**Problem description:** Extract the text of each entry below exactly, leaving every image behind.
++++ Data in this exercise
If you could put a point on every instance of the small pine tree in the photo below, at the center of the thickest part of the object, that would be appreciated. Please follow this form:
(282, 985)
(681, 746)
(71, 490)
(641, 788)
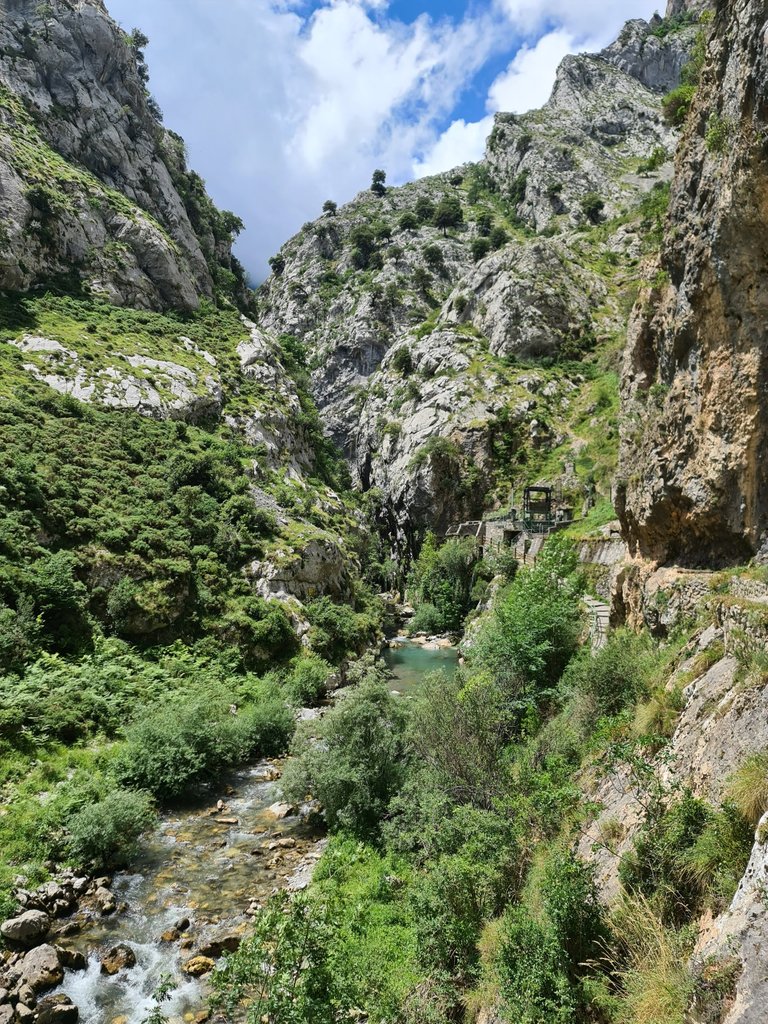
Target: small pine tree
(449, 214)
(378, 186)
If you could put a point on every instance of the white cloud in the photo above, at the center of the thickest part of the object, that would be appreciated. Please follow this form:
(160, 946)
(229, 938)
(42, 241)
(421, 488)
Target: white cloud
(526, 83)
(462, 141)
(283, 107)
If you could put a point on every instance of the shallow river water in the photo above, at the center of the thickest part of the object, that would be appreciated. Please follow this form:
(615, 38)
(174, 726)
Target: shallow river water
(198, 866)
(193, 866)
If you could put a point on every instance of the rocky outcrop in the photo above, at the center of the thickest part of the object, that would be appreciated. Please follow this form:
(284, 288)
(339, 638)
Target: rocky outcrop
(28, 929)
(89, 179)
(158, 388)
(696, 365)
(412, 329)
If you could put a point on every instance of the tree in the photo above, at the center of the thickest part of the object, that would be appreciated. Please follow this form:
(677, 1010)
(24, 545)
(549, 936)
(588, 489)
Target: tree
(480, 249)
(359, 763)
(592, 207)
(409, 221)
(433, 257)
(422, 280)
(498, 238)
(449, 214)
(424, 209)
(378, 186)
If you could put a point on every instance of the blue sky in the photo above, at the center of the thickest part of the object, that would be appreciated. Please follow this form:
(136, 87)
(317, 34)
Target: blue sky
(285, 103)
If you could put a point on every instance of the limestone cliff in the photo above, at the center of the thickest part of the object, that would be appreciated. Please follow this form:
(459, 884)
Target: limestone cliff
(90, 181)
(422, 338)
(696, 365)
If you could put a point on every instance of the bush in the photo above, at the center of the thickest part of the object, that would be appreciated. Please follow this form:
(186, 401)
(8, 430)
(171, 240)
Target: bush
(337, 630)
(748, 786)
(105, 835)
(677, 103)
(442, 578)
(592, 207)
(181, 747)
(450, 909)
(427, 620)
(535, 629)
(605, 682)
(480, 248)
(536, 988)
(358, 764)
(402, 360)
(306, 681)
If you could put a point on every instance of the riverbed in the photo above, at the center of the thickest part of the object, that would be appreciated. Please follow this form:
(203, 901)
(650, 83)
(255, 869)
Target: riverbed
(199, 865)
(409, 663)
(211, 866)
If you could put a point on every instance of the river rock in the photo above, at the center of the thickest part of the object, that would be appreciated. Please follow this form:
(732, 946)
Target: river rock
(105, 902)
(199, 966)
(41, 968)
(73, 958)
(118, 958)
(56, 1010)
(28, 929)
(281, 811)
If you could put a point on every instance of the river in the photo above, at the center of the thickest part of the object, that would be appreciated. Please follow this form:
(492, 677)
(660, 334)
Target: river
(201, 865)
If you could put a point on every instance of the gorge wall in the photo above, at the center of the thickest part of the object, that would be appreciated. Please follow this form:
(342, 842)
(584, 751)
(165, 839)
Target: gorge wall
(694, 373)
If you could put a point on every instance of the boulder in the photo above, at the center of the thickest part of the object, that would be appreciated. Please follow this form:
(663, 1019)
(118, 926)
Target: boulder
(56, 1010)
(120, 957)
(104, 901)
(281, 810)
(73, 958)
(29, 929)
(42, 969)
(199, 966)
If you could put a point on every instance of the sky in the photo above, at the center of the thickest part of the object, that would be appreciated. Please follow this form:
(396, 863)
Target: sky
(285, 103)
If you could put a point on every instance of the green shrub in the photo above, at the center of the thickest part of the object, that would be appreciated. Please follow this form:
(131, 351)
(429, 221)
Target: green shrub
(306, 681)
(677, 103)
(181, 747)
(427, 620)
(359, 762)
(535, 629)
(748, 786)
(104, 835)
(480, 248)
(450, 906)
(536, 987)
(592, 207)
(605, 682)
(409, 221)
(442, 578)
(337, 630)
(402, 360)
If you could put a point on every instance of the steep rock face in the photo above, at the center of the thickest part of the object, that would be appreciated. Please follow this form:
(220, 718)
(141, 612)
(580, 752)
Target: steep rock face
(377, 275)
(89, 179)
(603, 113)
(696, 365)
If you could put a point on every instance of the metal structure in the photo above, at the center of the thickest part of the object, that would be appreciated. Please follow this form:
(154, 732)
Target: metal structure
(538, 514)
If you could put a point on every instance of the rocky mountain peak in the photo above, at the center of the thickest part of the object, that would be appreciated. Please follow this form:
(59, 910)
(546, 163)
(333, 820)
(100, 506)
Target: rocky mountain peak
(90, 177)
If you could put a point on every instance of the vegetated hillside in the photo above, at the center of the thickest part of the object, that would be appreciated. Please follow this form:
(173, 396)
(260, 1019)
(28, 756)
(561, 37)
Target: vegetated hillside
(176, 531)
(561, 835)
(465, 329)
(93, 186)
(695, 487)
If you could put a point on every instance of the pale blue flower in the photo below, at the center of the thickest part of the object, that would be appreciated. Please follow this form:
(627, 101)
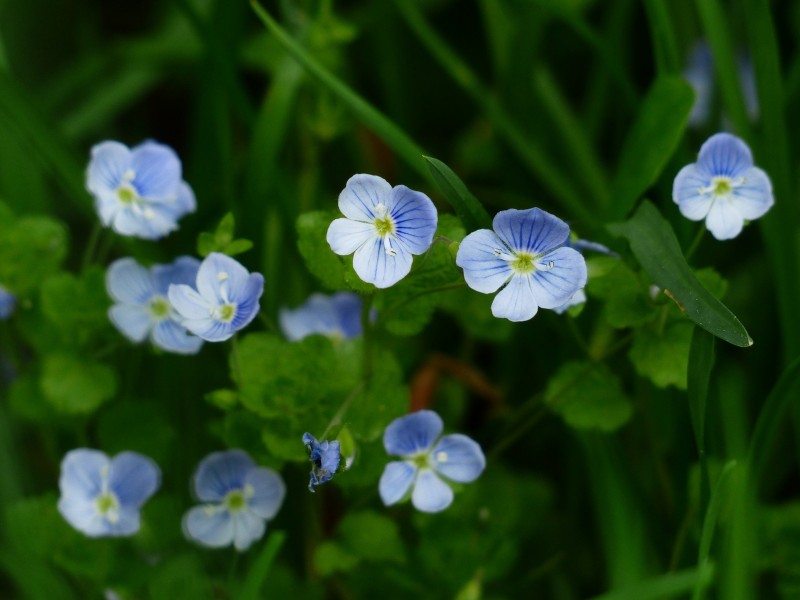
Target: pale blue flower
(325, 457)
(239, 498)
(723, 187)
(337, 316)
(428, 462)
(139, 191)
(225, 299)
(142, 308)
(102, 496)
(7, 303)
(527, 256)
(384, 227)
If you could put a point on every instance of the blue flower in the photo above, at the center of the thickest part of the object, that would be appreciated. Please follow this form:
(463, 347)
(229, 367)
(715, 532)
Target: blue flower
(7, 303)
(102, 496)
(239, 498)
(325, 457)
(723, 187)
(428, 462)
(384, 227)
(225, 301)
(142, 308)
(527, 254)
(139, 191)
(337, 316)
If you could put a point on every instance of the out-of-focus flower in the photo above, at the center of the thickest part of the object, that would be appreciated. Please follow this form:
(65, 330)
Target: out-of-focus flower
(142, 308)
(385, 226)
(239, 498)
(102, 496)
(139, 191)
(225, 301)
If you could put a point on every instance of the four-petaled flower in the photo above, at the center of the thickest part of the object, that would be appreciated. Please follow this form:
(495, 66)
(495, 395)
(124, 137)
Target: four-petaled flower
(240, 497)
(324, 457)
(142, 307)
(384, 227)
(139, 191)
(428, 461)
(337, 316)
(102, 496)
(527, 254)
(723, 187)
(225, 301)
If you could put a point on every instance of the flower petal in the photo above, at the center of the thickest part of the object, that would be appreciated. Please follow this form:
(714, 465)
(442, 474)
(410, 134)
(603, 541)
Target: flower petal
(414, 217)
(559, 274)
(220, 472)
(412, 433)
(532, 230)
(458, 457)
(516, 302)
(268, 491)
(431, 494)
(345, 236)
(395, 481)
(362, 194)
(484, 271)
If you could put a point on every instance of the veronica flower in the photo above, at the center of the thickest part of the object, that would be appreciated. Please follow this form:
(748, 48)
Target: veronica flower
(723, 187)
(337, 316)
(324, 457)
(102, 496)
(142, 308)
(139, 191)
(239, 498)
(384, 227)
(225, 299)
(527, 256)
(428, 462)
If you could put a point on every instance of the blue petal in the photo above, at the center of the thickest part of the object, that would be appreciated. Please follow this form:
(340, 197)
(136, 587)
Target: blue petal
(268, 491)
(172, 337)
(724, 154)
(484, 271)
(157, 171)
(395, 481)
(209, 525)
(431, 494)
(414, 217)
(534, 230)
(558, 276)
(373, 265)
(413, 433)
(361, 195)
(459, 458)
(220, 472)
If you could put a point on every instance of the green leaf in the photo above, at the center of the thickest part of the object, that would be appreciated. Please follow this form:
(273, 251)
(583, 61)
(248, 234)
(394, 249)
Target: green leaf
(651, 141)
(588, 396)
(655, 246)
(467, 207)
++++++++
**Written response:**
If you could put a point on every instance of the small pine tree in the photo below, at the center of the thickest part of the object, that would be appreciated. Please follow this form:
(282, 985)
(681, 746)
(71, 490)
(641, 788)
Target: small pine tree
(449, 214)
(378, 186)
If you could put a point on every instance of the white cloud in the photo above, at the center of the thickest part of the object, that would be appreciated. Please follow this form:
(160, 946)
(229, 938)
(42, 241)
(421, 488)
Target: white cloud
(526, 83)
(462, 141)
(283, 107)
If you could put a point on every instance of the shallow river water in the photo above, at the center of the thickest part of the object, that would be appreciated. Please follow this form:
(615, 38)
(174, 726)
Target: shallow river water
(198, 866)
(193, 866)
If you could put a point on every instance of the rocky outcrop in the photo above, at the center of the thickest part of the object, that would be appreciated. Please follow this form:
(284, 288)
(339, 638)
Target: rocky outcrop
(28, 929)
(89, 179)
(158, 388)
(696, 365)
(412, 329)
If you could put a point on every instance of the tree in the photo above, at the center of the thickest part of the object, that would be appreciated. Please follow this form:
(677, 1010)
(24, 545)
(549, 936)
(588, 489)
Target: tree
(480, 249)
(359, 763)
(592, 207)
(409, 221)
(433, 257)
(422, 280)
(498, 238)
(449, 214)
(424, 209)
(378, 186)
If you could put a point on every instance of the blue sky in the photo above, at the center of the thickest part of the object, that would be appreciated. Please follow this form:
(136, 87)
(317, 34)
Target: blue sky
(285, 103)
If you could put a point on every instance of the limestone cliff in the photo above, at the center of the thickest part of the object, that would be appreciated. Please follow this form:
(459, 884)
Target: limestone cliff
(90, 181)
(422, 338)
(696, 365)
If you could put a point on every instance of the bush in the photo above, at the center of the thickest part of the object, that would be appreciated. Please follow this form:
(186, 401)
(8, 430)
(171, 240)
Target: bush
(337, 630)
(748, 786)
(105, 835)
(677, 103)
(442, 578)
(592, 207)
(181, 747)
(450, 909)
(427, 620)
(535, 629)
(605, 682)
(480, 248)
(536, 988)
(358, 764)
(402, 360)
(306, 681)
If you could put a point on every instance of the riverbed in the photo above, at the center of the thickest part of the object, that would be appreciated. Please follow this form:
(203, 901)
(650, 83)
(255, 869)
Target: riverbed
(199, 865)
(409, 663)
(211, 866)
If you could put a point on every instance of the river rock in the photo above, at the center of the thickest part of the object, that would be appreciated. Please follow this form:
(732, 946)
Target: river rock
(105, 902)
(199, 966)
(41, 968)
(73, 958)
(118, 958)
(56, 1010)
(28, 929)
(281, 811)
If you could put a point on every instance of the river in the photo above, at the center of the thickest part of the object, that would be appreciated. Please follow this form:
(492, 677)
(660, 334)
Target: river
(201, 865)
If you could put a point on every instance of the gorge wall in the photo above, at the center of the thickest part of the object, that would be appreciated. Please follow this form:
(342, 842)
(584, 751)
(165, 839)
Target: gorge wall
(694, 373)
If you could put a point on every instance of the boulder in the photo above, at the center of the thickest part of the object, that would be appreciated. Please follow this form:
(663, 1019)
(118, 926)
Target: boulder
(56, 1010)
(120, 957)
(104, 901)
(281, 810)
(73, 958)
(29, 929)
(42, 969)
(199, 966)
If you could put a point on every instance of the sky in the photo above, at the center of the thickest part of the object, that would be appreciated. Please follow this form:
(396, 863)
Target: sky
(285, 103)
If you could put a point on every instance of the green shrub in the photo above, at the center of the thickest part of the object, that would be appreciated. Please follow this form:
(131, 351)
(429, 221)
Target: green shrub
(306, 681)
(677, 103)
(181, 747)
(427, 620)
(359, 762)
(535, 629)
(748, 786)
(104, 835)
(480, 248)
(450, 906)
(536, 987)
(592, 207)
(605, 682)
(409, 221)
(442, 578)
(337, 630)
(402, 360)
If you could put a point on every instance of the steep rock face in the photo above, at the center of the thickest part of the object, that would be appreciated. Please follow this form:
(220, 718)
(141, 612)
(580, 752)
Target: steep rock face
(377, 275)
(89, 179)
(603, 113)
(696, 365)
If you could put a point on every instance of the metal structure in the photo above, at the center of the thickest part of the object, that would be appreciated. Please follow this form:
(154, 732)
Target: metal structure
(538, 514)
If you could put a point on every instance of the rocky mountain peak in the photo above, at the center of the thickest part of the object, that would be appreciated. Please follow this form:
(59, 910)
(546, 163)
(333, 820)
(100, 506)
Target: rocky mountain peak
(90, 177)
If you could put a point on every instance of the vegetated hillside in the photo above, at the center of the thickest part of the object, that would be appreciated. Please follow this form:
(173, 396)
(260, 1019)
(28, 756)
(561, 37)
Target: vegetated hillside
(176, 531)
(561, 835)
(465, 329)
(93, 186)
(695, 487)
If you could put a point on every instance of the pale blue flower in the photo below, at the center of the thickest part of the object, that would be appreciated. Please follow this form:
(627, 101)
Target: pale blue flower
(325, 457)
(239, 498)
(723, 187)
(337, 316)
(428, 462)
(139, 191)
(225, 299)
(142, 308)
(102, 496)
(7, 303)
(527, 256)
(384, 227)
If you could put a point on every instance of the blue flower in the photo above, at the center of the thickest part of the object, that would be appreciated. Please follow this form:
(463, 347)
(229, 367)
(715, 532)
Target: blue flower
(7, 303)
(102, 496)
(239, 498)
(325, 457)
(723, 187)
(428, 462)
(384, 227)
(225, 301)
(142, 308)
(527, 254)
(139, 191)
(337, 316)
If you could put a point on every instance of the out-of-focus flower in the photo above, at the center of the thickest part of the object, that would be appreciated. Please follow this form:
(65, 330)
Target: out-of-focus flower
(142, 308)
(385, 226)
(239, 498)
(102, 496)
(139, 191)
(225, 301)
If you could put a point on every instance of the four-petaled flower in the photo above, at the center of the thickest part of the object, that would be appreciated. Please follow this form:
(495, 66)
(495, 395)
(124, 137)
Target: four-petaled flower
(240, 497)
(324, 457)
(142, 307)
(384, 227)
(139, 191)
(428, 461)
(337, 316)
(102, 496)
(527, 254)
(723, 187)
(225, 301)
If you could put a point on every instance of the flower petal in the photo above, at the center of the thickest part of the object, that would be appreciated. Please follow this form:
(714, 465)
(442, 474)
(410, 134)
(603, 541)
Target: flower petal
(414, 217)
(559, 274)
(220, 472)
(412, 433)
(532, 230)
(458, 457)
(516, 302)
(268, 491)
(431, 494)
(345, 236)
(395, 481)
(362, 194)
(484, 271)
If you could put a point on every instance of the veronica flower in the photo above, at the center of the thickest part of the object, that would be appreciated. Please follow this form:
(748, 48)
Target: veronica flower
(723, 187)
(337, 316)
(324, 457)
(102, 496)
(142, 308)
(139, 191)
(239, 498)
(384, 227)
(225, 299)
(527, 256)
(428, 462)
If you could put a point on every instance of the blue petal in the photo above, at the center of the thickest part of the object, that would be appreciated. Please follow this form:
(340, 197)
(136, 587)
Target: blue petal
(268, 491)
(172, 337)
(724, 154)
(484, 271)
(157, 171)
(395, 481)
(209, 525)
(431, 494)
(414, 217)
(534, 230)
(558, 276)
(373, 265)
(413, 433)
(361, 195)
(459, 458)
(220, 472)
If you could put a point on every instance of the green leaf in the photo above, at the center of the thickest part of the object, that would be appreciated. Please follow this form:
(273, 251)
(583, 61)
(248, 234)
(394, 249)
Target: green leaf
(651, 141)
(588, 396)
(655, 246)
(467, 207)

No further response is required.